**Task prompt:** In this exercise, return the whole listing exactly, excluding any images.
____ Data supplied
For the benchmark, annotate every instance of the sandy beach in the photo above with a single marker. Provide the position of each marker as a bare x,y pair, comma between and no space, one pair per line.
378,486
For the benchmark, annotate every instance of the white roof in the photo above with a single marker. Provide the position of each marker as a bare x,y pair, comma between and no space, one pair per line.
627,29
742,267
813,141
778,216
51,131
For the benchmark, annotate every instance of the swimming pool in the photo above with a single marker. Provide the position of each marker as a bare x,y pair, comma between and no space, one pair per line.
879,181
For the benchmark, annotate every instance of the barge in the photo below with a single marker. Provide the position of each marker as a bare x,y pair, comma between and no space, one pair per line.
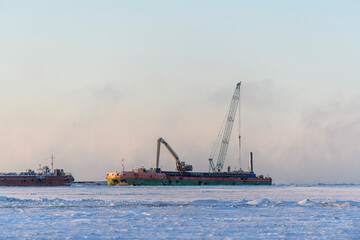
184,175
45,177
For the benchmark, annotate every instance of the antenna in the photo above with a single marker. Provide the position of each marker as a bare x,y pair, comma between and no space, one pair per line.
239,129
52,162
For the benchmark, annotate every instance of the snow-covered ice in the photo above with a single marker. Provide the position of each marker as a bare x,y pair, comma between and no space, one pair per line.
187,212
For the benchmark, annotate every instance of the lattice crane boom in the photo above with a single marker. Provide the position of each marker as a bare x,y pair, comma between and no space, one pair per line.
227,132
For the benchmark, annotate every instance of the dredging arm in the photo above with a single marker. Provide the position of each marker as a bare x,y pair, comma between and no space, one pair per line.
180,166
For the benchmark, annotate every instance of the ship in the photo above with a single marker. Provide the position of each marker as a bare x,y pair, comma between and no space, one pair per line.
184,174
44,177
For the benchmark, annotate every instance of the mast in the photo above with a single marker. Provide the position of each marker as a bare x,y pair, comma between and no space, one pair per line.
52,162
239,129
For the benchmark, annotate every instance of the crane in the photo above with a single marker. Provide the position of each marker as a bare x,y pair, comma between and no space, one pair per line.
180,166
230,117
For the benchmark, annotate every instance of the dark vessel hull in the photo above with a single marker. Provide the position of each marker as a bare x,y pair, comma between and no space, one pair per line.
185,178
35,180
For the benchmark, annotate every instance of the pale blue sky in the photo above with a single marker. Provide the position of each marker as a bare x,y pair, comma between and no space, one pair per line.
97,81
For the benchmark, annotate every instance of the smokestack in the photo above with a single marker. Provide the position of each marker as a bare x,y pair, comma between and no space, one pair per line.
251,166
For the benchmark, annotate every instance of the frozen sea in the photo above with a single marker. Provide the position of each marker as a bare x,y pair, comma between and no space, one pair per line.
186,212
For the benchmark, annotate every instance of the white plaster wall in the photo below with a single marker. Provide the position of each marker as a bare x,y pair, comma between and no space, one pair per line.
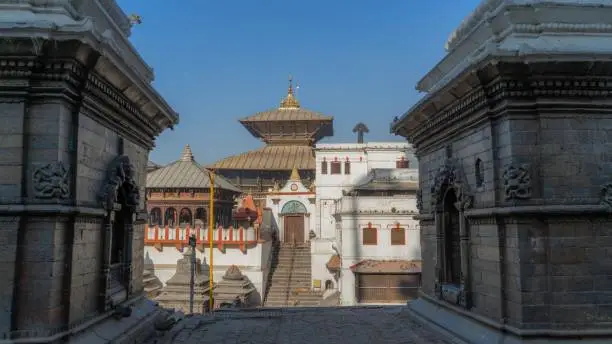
353,251
363,158
254,264
321,251
309,220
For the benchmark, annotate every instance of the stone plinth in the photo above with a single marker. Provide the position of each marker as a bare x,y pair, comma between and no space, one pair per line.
513,146
234,285
78,117
176,292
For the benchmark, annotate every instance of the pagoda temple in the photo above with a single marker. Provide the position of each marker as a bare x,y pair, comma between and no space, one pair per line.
________
**Result of the exercise:**
For the benchmark, annotate every instance of the sandy beach in the photo above with a single marker. Provide the position of each marker as a bare x,y pair, comma between and no space, one pair per line.
378,486
For the benchmark, annotate every instance of the white roof in the photo above with a single marker. Provide the position of each marker as a bare x,y pair, comma between and no space, one pair per line.
627,29
742,267
813,141
778,216
51,131
For the benchmark, annotate every instance of the swimming pool in the photo above with a single marker. Provide the position of each marker as a bare x,y pair, comma between and no space, one pair per line.
879,181
For the benchmark, annotate every instance of the barge in the photo below with a single marker. Provide the position of each marker as a bare x,y pair, comma between and no space, one pair per line.
184,175
45,177
For the benchmark, annotate every instance of the antenna in the photo above with a single marker. Provide the position of each marker as a bare x,y pair, comma between and no space, one pair per line.
239,129
52,162
For the benchmark, annotate every instance of the snow-covered ice in the photo above with a single marker. Provide the position of each marker as a bare x,y pair, comma between and no space, one pair per line.
187,212
For the benchmark, annotate every instance of the lattice crane boom in the photo above with a single marker. Provide the position of each marker as a bare x,y pair, comma between and no space, one pair per line.
227,132
For the benchmark, annotate every instance of the dredging arm in the photo above with a single marker. Provide the position of each marker as a bare x,y pair, comma between and no space, one pair per line.
180,166
For the benchmark, annotate every instance of the ship in the photo above with a single marker. Provide the position of each marker as a bare x,y pair, comma between and no space, one pair per line.
184,174
44,177
For the benchmark, annotate every instance of the mast in the photo above with a single marker. Provide the position of each marker as a bare x,y pair, comma between and no space, one pair per line.
52,162
239,129
For the benchmark, annotate every instance of the crane in the photo above with a single marker. Provide the position of each marker as a bare x,y pair, comma between and no space, one pair per line.
180,166
230,117
For the benchmark, annotate every instance of the dark vessel hull in the photo above with a single marker. Provide the position of each marker as a bare x,y pair, comma between and no space, one pair per line.
185,178
35,180
For the benchmark, annotate every instance of the pale blue sky in the photo above with a single marker. Provide the position of each marker as a bare x,y pair, comma between and no space, one pair per line.
97,81
For the benchmark, annotate every instance of the smokestack in the photo above with a single marker. Provide the position of each marker as a bare x,y pair, comma between and no space, one pair per line.
251,166
For the benchmark, annotate every instance of the frozen sea in the photo above with a single marker. Provide the position of each marker as a bare x,y pair, comma between and no space, one pair per line.
186,212
For the benchmark, annotate every instance of the white plaster wall in the photo below with a single marker. Provide the position of each marker as a bare x,y pair, comma between and no space, one pair per line.
353,251
363,158
254,264
321,251
309,220
For the benchmark, annotate every instance of the stone plinth in the photo above with a single marker. Provide the position of each marker as a bare x,y pair, comma between and no space, one pair per line.
513,146
234,285
78,117
176,292
For the benchmark, annotate every instance of the pagoda temple in the photo above with a single marker. Provide the position of each marker as a bare x,y pair, comma between and no space, one pair per line.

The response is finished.